Please output the records below in full, exactly as given, but without the images.
*** Data supplied
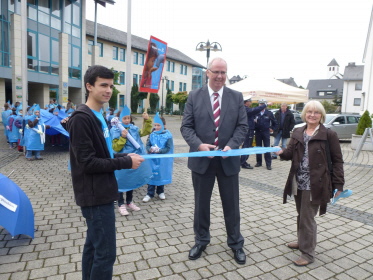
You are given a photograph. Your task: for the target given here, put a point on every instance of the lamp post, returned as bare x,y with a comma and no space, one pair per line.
207,46
162,108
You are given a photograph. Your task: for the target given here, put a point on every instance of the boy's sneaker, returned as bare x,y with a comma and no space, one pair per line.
123,210
132,206
146,198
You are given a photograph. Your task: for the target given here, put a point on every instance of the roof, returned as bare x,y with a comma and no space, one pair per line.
333,63
315,86
120,37
289,81
353,72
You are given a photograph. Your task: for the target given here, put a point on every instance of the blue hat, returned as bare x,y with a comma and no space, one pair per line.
157,119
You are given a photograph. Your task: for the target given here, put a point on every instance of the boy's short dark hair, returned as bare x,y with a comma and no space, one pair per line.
95,71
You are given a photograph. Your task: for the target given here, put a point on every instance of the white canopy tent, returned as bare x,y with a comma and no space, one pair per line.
271,90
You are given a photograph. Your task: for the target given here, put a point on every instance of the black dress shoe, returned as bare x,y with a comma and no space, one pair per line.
196,251
239,256
247,166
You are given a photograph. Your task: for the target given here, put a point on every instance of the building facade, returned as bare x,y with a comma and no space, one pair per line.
60,48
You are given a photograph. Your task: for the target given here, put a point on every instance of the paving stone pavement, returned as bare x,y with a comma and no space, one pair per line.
154,242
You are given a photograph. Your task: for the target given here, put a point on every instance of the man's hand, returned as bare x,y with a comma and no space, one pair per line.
226,148
206,147
136,160
145,116
124,133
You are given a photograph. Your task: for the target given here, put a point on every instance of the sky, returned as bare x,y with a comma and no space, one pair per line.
265,38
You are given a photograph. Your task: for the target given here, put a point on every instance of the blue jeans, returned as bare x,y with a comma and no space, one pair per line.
29,154
99,250
151,190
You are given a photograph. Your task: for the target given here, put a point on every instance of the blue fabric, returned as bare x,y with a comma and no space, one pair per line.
13,135
32,140
54,122
99,250
162,167
130,179
106,132
151,190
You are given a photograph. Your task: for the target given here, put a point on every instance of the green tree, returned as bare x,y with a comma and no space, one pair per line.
114,98
364,122
180,98
329,107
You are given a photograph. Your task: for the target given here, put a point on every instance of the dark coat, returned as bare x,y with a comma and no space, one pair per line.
92,168
288,124
322,184
198,127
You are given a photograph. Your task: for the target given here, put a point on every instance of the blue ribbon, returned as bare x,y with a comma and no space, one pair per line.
229,153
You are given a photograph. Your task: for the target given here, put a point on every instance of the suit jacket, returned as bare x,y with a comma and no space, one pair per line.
198,127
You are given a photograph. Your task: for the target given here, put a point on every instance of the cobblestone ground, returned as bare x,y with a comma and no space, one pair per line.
154,242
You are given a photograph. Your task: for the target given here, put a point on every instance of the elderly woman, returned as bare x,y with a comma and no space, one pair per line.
310,180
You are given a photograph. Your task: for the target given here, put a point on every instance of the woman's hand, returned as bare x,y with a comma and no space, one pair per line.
279,152
124,133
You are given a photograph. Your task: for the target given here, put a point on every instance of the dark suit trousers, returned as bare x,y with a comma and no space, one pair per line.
229,193
263,140
248,143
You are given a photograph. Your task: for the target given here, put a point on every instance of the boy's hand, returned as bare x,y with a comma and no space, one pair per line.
136,160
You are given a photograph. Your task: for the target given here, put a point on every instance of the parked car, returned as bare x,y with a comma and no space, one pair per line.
344,124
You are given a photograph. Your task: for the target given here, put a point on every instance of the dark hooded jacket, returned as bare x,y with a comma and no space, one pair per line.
322,182
92,169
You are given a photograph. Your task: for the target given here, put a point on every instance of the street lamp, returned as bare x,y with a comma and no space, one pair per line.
162,108
207,46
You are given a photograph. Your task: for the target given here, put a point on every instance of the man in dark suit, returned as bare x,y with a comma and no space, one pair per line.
265,123
248,143
205,129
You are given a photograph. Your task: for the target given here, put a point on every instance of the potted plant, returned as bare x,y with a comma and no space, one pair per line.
364,122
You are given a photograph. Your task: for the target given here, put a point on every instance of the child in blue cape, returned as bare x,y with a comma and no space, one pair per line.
122,144
35,135
159,142
12,129
4,117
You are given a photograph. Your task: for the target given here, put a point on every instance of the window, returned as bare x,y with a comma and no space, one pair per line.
100,49
90,44
115,53
168,66
122,54
357,101
122,78
135,58
351,119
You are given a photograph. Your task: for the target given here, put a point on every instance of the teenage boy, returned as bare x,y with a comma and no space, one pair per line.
92,171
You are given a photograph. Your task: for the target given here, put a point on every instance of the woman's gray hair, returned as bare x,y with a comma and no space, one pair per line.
314,106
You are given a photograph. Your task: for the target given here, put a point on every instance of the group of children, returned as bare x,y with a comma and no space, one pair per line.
126,138
27,131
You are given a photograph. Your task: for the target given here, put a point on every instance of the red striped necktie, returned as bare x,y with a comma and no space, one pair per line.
216,111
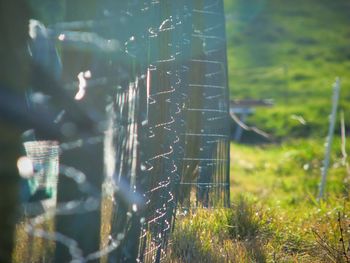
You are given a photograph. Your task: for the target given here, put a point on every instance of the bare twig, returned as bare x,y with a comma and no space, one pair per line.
249,128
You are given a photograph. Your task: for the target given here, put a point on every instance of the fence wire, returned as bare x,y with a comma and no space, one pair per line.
134,104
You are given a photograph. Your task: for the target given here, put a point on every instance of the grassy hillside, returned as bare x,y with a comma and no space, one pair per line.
290,51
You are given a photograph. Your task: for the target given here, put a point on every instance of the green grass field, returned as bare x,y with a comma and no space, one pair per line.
291,52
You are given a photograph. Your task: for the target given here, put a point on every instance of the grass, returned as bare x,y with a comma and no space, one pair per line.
275,216
290,52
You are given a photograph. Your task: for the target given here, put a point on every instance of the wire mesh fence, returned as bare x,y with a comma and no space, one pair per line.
128,101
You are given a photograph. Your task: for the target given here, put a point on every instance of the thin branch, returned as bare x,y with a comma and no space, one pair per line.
249,128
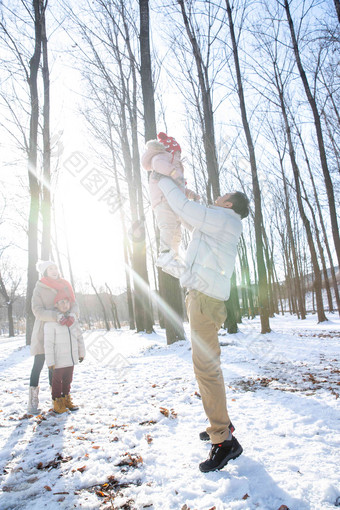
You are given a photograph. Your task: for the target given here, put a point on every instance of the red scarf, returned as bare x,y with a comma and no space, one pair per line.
59,285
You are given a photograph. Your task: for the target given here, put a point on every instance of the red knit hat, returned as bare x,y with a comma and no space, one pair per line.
169,143
61,294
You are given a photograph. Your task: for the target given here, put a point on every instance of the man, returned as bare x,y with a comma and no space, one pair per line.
209,264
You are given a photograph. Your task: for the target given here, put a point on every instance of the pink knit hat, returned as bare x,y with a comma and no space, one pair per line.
169,143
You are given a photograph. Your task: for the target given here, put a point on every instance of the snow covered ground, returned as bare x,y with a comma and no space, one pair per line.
134,442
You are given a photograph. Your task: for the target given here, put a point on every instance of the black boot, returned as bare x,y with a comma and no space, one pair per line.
221,454
204,436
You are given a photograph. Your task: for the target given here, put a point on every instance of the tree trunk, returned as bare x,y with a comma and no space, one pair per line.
146,72
114,308
9,305
262,275
318,128
32,275
46,182
337,8
107,325
169,286
322,223
320,248
317,284
232,306
208,114
297,284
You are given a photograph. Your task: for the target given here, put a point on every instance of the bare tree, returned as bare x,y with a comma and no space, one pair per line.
258,224
319,133
9,284
169,286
******
Expected output —
You are given a photograph. Your task: for the target given here, put a point on every instance of the lamp post, returned as bare x,y with a comma and no space, one pair per line.
207,46
162,108
You are given a photograph. Your task: for the target given here, put a point on every instance of the boy's sneaker, returned as bare x,y with a comma and no space, one pair per line.
123,210
132,206
146,198
You are given a photograph. Your task: for the target given here, put a point on every instance of the roof, returned as bare x,y with a comma and no space, one pair per line.
333,63
315,86
120,37
289,81
353,72
You are given a photograph. Your task: for the target given here, put a point on every instance of the blue hat, returned as bare x,y with a comma and no space, one pair per line.
157,119
You are given a photograph. Your task: for the target given here, put a point on every instance of the boy's short dark hair, returned as bare x,y with a comma and no space, one pair per line.
95,71
You are given a photograph. Your task: for the target given here, put a point on every instance of the white canopy tent, returned as bare x,y with a comma and no space, one pair per line.
271,90
You are given a photograph. Your task: for the target given here, put a point on every instance of the black dress shoe, returned as bare x,y with a comma and no space, one pair per line.
196,251
239,256
247,166
You are given a photograph. Your task: for the target given here, put a point on every instance of the building facade, returned as bare x,y with a comma and no space, one pair per line.
60,48
You are given a photograph. Your task: for the target given here, put a point on every instance of the paving stone pavement, returned as bare x,y with a comma and no space, one pair per line.
154,242
You are given a photograph. Your task: for the target given here, put a point on every instance of the man's hand, returned as bare x,y with a comma and no space, one pair per line.
226,148
206,147
136,160
145,116
124,133
You are given a photograph. Your task: for the target given here, put a point on every instance of the sky, returned as bare x,y with a comma and no space, one pair per line.
265,38
You are given a photograph. Your task: for the target given here, put a point on every instance of the blue jeans, returned as bare x,y with a comma and no space, one pair per line.
29,154
99,250
151,190
You are given a photograph. Your task: for the target given here, put a point on every instance of the blue fabric, returned as bare x,y with a comma and no space, one pair per line.
13,135
32,140
54,122
99,250
162,167
130,179
106,132
151,190
You are given a photograph. Your task: for the target given here, put a point on every instance of the green tree, returned as bare x,y with a comma and no space, one pair per line.
114,98
364,122
180,98
329,107
You are given a photograph. Your task: for the target given here, put a point on every instance of the dark coat, returned as bare x,y with a comma and no space, one pair per line.
92,168
288,124
322,184
198,127
You are given a photograph. Your task: for the target given here, put a point on every instance of the blue ribbon, returned as bare x,y with a comma and no space, one pair per line.
229,153
You are given a photograph. Your task: for the target given here, put a point on every instance of the suit jacket, returned as bare x,y with a comma and no space, one pair per line.
198,127
You are given a photograph. Your task: for the target given here, put a point on every instance of the cobblestone ground, returned as bare x,y with a comma and no space, one pair per line.
154,242
You are given a photograph. Your task: for the target given here, put a point on every instance of the elderly woman, returned as bare x,y with a comma and no space, one pair per line.
310,180
You are given a photograph. Your task: for the target given here, put a point on every instance of the woman's hand, returned as bare x,y with a comma and no space, one pair per line.
279,152
124,133
You are given a photograph. Your task: for the target given here, put a point on every instance of the dark suit trousers, returned as bare x,y with a comma and no space, one pair per line.
229,193
263,140
248,143
You are given a photograph. Your task: for the target given here, put a point on every instance of the boy's hand, returned as bare x,y with a comma and no space, one pair per line.
136,160
You are given a photograph. Your task: for the target given here, put a point on every instance of the parked car, returned as bare x,y with a comma and no space, one pair per line.
344,124
You are given a photograph. Your task: for the target given here, put a point on every instance of the dark hooded jacket, returned as bare x,y with a comma and no space, one pair per line.
322,182
92,169
You are given a photograph. Your task: for the target given here, put a point on every instance of the street lamp, returned as bare x,y with a comma and no space, one pair per line.
162,108
207,46
You are given a photograph. Your task: for the target given here, put a point on every instance of the man in dark suit, returned as bare x,y with a comma and no space, one pair per line.
265,123
248,143
205,129
You are given a photograph. Your task: for the target given here, put a point on every instance of the potted plant, returned as bare x,y with a comma and no space, one pair per line.
364,122
You are given a photograph. Your task: for the target given here, put a point on every instance of the child in blue cape, returned as bare x,y with a comma and no space, one pair per line.
122,144
35,135
159,142
12,129
4,117
You are given a photograph. Your task: for the target given here, put a point on every instance of the window, returned as bare x,y with a comma and no space, one pair per line.
100,49
90,44
115,53
168,66
122,54
357,101
122,78
135,58
351,119
You are given a photograph. Your task: for the target given here, put a point on every instance of the teenage boy, returned as bare x,y with a comma and no space, one pair per line.
92,171
You are given a photograph. Your task: for the target given here, put a point on every instance of the woman's gray hair, returned as bare x,y with a comma and no space, one pair per line.
314,106
You are given a photograph. Your task: for the target given here, put a point on every instance of the group of children, returned as bare x,y with a comma and no space, one pair per line.
126,138
27,131
You are given a photograph. Your task: for the target given here, put a point on every instance of the red striped necktie, returned as bare x,y with a comma and no space, one pair per line.
216,111
You are given a photograph. Your task: for the target given here, put a point on every instance of the bare twig, returned as bare x,y with a comma and no space, one pair per line.
249,128
You are given a photograph. Your task: for the target given here, put a point on every instance of the fence wire, returned as bare x,y with a comma and no space, one pair per line.
134,104
You are given a photograph. Your task: for the target given here, put a point on every instance of the grassy hillside, returned as bare x,y with a comma and no space, one pair per line.
290,51
You are given a photograph. Your task: for the target given here, put a point on every instance of the green grass field, returned as bare x,y with a comma and no space, one pair per line.
291,52
You are given a photograph. Your task: for the target given here, put a point on every instance of the grass, returned as bare x,y with a comma and no space, one pair per line.
275,216
290,52
You are given a photograph. Your task: for the target given here, put a point on every instance of the wire mesh fence, returned as bare x,y with a comma and no space, one pair per line.
128,101
You are given a photograph. Your task: for the target given here, put a point on every instance of the thin branch, returned as bare x,y with a comma and no space, one pair per line.
249,128
You are given a photograph. Your task: for the target given here, put a point on every instance of the red scarf, returned as bare x,y with a comma and no space, one pair per line.
59,285
You are given a photograph. Your task: for the target given here, put a point on every instance of the red knit hat, returned as bare x,y with a comma and no space, one pair per line.
169,143
61,294
You are given a photograph. Your task: for the target given here, put a point on every instance of the man, returned as bare x,y with a comma and no space, one pair per line.
209,264
You are given a photograph. Your task: for the target given here, put a point on every instance of the pink knit hat, returned as bare x,y with a comma and no space, one pair per line.
169,143
You are given a photograph. Your task: for the target given here, put a point on every instance of the snow covered ground, returned as bare x,y with a comma and no space, one pair per line.
134,442
You are given a photograph. Your task: for the target given here, put a point on every instance of the black boot, returned as bare x,y with a comma and no space, one pair per line.
221,454
204,436
You are given a photograph. Your task: for the target given here, put a point on every instance of the tree trunk, returned as bare x,y with a comma and no space, one pair per line.
146,72
114,308
9,305
262,275
318,128
32,275
46,182
337,8
107,325
169,286
322,223
320,248
317,284
232,306
208,114
297,284
You are given a photograph. Your task: for the target given here, put a point on every instance of the bare tree, returned as bare x,y with a comma and no space, one pair per line.
258,224
319,133
9,284
169,286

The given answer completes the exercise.